### Objectives
A. In the CLAIF setup guide below, which engine is used by default for data generation?
B. Please print the stretch of the CLAIF setup guide from "Preparing the Environment" through "the default engine.".
C. Carry on the CLAIF setup guide from its last line.

### Document section
*****
Accepted to Findings of ACL 2023.
Preparing the Environment
conda create -n claif python=3.8
conda activate claif
pip install -r requirements.txt
Data Generation
You can choose your own data as original sentences to construct datasets for sentence embeddings learning. Here we use a small set of sentences as an example to show the whole data generation process.
We use text-davinci-003 as the default engine.
Overview
Step 1: Sentence Pair Generation
python data_generation.py --generation_stage stage-1 --output_dir sentence_pairs --input_file demo_sentences.csv --input_file_type stsb --batch_size 2 --openai_api_key <your_openai_api_key>
After step1, you will get sentence pairs in 'sentence_pairs/generated-dataset.jsonl' with a jsonl format.
Step 2: Semantic Similarity Labeling
We use text-davinci-003 as default.
python data_generation.py --generation_stage stage-2\
--output_dir sentence_pairs_with_labels\
--input_file ./sentence_pairs/generated-dataset.jsonl\
--input_file_type jsonl\
--batch_size 5\
--openai_api_key <your_openai_api_key>
After step2, you will get sentence pairs with similarity scores and explainations from AI feedback in 'sentence_pairs_with_labels/generated-dataset.jsonl' with a jsonl format.
Post Processing
We refer to the post-processing pipeline in dino: https://github.com/timoschick/dino/blob/main/scripts/sts/postprocess_dataset.py
python postprocess_dataset.py --input_file ./sentence_pairs_with_labels/generated-dataset.jsonl\
--output_file demo_sentence_pairs_post.jsonl
After post processing, you will get the final data 'demo_sentence_pairs_post.jsonl', which can be used for sentence embeddings learning.
*****
### Given records
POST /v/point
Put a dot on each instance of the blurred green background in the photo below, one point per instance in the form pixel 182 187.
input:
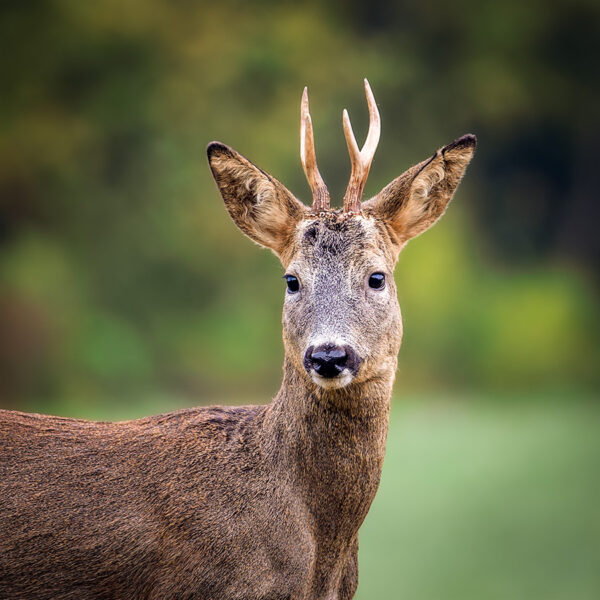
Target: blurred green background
pixel 125 289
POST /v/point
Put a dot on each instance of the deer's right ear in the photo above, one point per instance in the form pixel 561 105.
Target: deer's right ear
pixel 262 207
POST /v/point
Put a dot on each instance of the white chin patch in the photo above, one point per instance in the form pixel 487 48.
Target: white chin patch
pixel 332 383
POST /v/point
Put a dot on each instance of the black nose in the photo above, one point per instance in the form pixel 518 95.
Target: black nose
pixel 329 360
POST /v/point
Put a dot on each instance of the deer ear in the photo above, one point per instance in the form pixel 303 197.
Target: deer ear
pixel 262 207
pixel 414 201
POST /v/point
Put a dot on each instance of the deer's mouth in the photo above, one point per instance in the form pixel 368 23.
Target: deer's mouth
pixel 330 365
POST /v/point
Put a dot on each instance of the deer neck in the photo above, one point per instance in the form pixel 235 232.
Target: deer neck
pixel 330 444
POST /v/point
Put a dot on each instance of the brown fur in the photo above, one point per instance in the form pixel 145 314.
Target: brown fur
pixel 258 502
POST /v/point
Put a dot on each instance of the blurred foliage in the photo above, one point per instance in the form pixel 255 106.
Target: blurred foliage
pixel 486 501
pixel 121 275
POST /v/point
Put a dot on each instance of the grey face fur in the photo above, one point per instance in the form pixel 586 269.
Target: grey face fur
pixel 334 258
pixel 333 253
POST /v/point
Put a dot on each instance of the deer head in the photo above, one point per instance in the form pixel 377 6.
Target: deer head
pixel 341 318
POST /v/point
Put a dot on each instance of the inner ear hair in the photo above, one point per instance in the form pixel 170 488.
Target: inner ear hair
pixel 413 202
pixel 262 207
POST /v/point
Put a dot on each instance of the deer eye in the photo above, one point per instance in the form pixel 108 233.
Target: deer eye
pixel 292 283
pixel 377 281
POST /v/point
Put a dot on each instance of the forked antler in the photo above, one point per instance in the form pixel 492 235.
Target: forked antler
pixel 309 158
pixel 361 160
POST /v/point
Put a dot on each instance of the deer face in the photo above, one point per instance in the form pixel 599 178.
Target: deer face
pixel 341 319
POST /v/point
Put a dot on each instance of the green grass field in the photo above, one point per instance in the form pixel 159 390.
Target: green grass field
pixel 486 502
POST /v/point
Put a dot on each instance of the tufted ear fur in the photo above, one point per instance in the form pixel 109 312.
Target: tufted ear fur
pixel 414 201
pixel 262 207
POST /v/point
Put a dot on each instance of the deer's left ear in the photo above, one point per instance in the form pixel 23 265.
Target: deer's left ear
pixel 262 207
pixel 414 201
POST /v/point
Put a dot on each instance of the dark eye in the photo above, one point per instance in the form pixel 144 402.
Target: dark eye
pixel 292 283
pixel 377 281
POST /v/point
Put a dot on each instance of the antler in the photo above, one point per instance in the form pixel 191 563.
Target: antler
pixel 309 158
pixel 361 160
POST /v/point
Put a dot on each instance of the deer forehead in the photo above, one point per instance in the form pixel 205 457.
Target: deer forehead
pixel 336 243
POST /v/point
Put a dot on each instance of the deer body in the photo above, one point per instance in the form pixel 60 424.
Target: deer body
pixel 253 503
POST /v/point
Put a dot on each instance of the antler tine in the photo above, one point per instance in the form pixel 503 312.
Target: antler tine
pixel 309 158
pixel 361 159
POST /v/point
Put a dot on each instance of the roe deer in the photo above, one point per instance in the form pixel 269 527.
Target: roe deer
pixel 253 502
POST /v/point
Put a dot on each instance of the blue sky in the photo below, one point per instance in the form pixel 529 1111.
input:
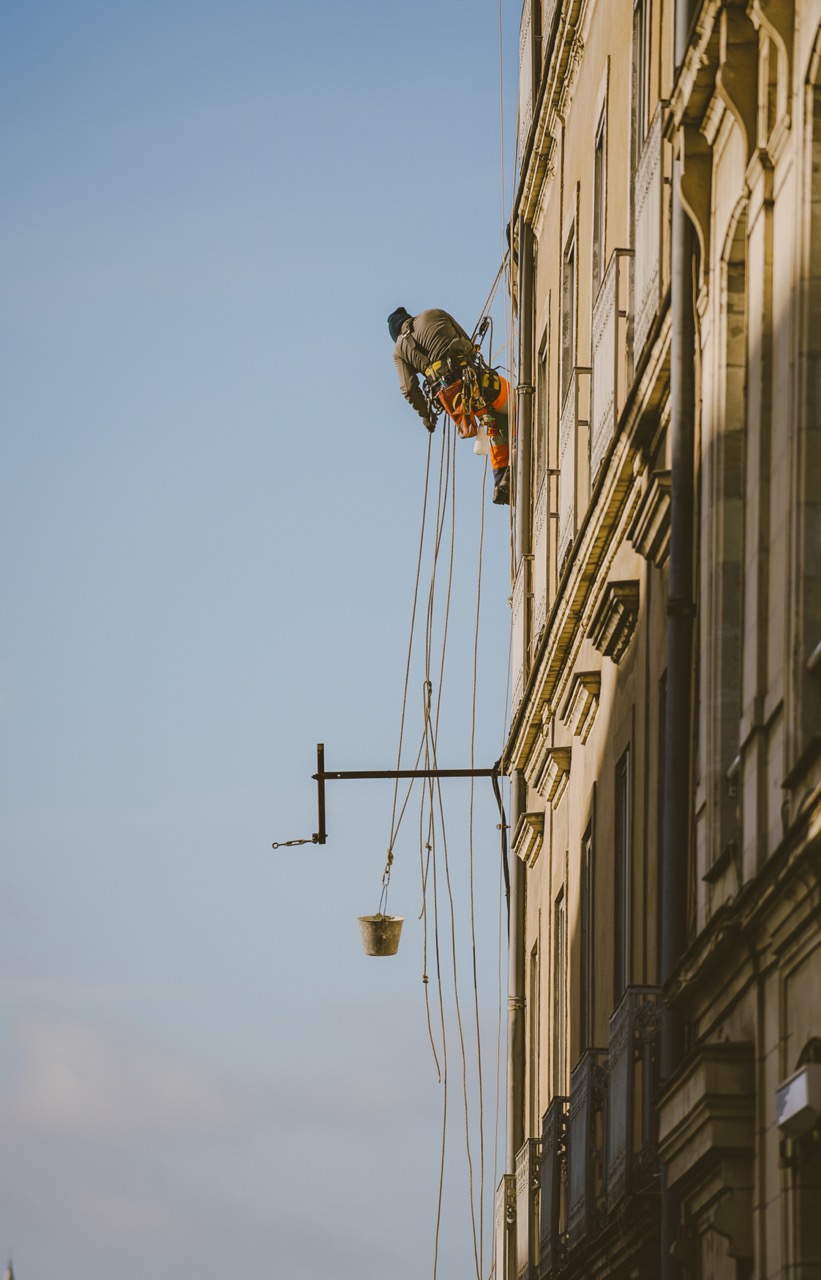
*****
### Set of answers
A. text-davinci-003

B.
Preparing the Environment
conda create -n claif python=3.8
conda activate claif
pip install -r requirements.txt
Data Generation
You can choose your own data as original sentences to construct datasets for sentence embeddings learning. Here we use a small set of sentences as an example to show the whole data generation process.
We use text-davinci-003 as the default engine.

C.
Generated Data
Here wo provide our generated data, which are used in our experiments: https://huggingface.co/datasets/fnlp/CLAIF-data
CLAIF: claif_data.jsonl
CLAIF_scaled: claif_scaled_data.jsonl
NLI_data_with_similarity_scores: nli_data_with_similarity_scores.csv
Model Training
Download Generated Data
cd generated_data
bash download_claif_data.sh
Prepare STS Data
cd SentEval/data/downstream/
bash download_dataset.sh
CLAIF
python run_training.py \
--input_file ./generated_data/claif_data.jsonl \
--output_dir result_model \
--model_name roberta-base \
--num_epochs 3 \
--lr 2e-5 \
--using_stsb_dev
CLHAIF
For the training of CLHAIF, you should use the same environment as the SimCSE, since the version variants of transformers and pytorch may cause some bugs.
CUDA_VISIBLE_DEVICES=0,1,2,3 bash run_clhaif_simcse.sh
Before evaluation the saved checkpoint, you need to convert it to the huggingface format (the same step as SimCSE):
python simcse_to_huggingface.py --path {PATH_TO_CHECKPOINT_FOLDER}
After that, you can evaluate it by our evaluation code.
Inference
Model List
Our released models are listed as following. You can import these models by using Sentence Transformers or using HuggingFace's Transformers.
| Model | Avg. STS |
|---|---|
| fnlp/claif-bert-base | 79.63 |
| fnlp/claif-roberta-base | 79.90 |
| fnlp/claif-scaled-bert-base | 82.37 |
| fnlp/claif-scaled-roberta-base | 81.88 |
| fnlp/clhaif-simcse-bert-base | 82.08 |
| fnlp/clhaif-simcse-roberta-base | 82.85 |
Use CLAIF with Sentence-Transformers
from sentence_transformers import SentenceTransformer
sentences = ["This is an example sentence", "Each sentence is converted"]
model = SentenceTransformer('fnlp/claif-scaled-bert-base')
embeddings = model.encode(sentences)
print(embeddings)
Use CLAIF with HuggingFace Transformers
from transformers import AutoTokenizer, AutoModel
import torch
#Mean Pooling - Take attention mask into account for correct averaging
def mean_pooling(model_output, attention_mask):
token_embeddings = model_output[0] #First element of model_output contains all token embeddings
input_mask_expanded = attention_mask.unsqueeze(-1).expand(token_embeddings.size()).float()
return torch.sum(token_embeddings * input_mask_expanded, 1) / torch.clamp(input_mask_expanded.sum(1), min=1e-9)
# Sentences we want sentence embeddings for
sentences = ['This is an example sentence', 'Each sentence is converted']
# Load model from HuggingFace Hub
tokenizer = AutoTokenizer.from_pretrained('fnlp/claif-scaled-bert-base')
model = AutoModel.from_pretrained('fnlp/claif-scaled-bert-base')
# Tokenize sentences
encoded_input = tokenizer(sentences, padding=True, truncation=True, return_tensors='pt')
# Compute token embeddings
with torch.no_grad():
model_output = model(**encoded_input)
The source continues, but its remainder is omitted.